GOAL OF THE EXERCISE: Go through the records and report each line holding the string "grass".

====

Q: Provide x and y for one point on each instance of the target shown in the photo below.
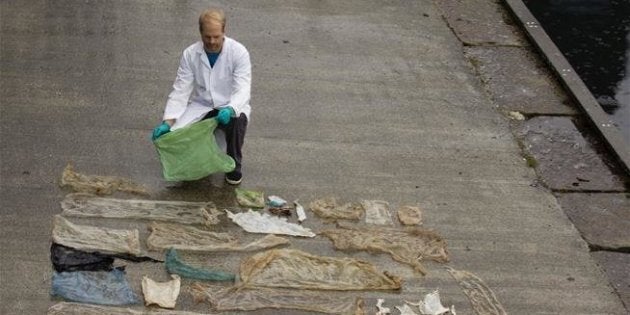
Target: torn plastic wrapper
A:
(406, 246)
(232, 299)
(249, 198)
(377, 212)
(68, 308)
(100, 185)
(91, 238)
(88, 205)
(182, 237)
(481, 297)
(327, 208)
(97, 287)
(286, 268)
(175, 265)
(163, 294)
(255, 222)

====

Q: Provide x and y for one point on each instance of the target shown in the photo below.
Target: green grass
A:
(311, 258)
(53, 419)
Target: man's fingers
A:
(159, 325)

====

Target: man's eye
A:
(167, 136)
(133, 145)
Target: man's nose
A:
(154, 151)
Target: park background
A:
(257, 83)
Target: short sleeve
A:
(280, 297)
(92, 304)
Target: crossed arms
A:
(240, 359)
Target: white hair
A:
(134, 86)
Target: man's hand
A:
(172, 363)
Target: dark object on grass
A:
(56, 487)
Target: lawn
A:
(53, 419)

====

THE COMPLETED TASK:
Target: green grass
Target: dark object on grass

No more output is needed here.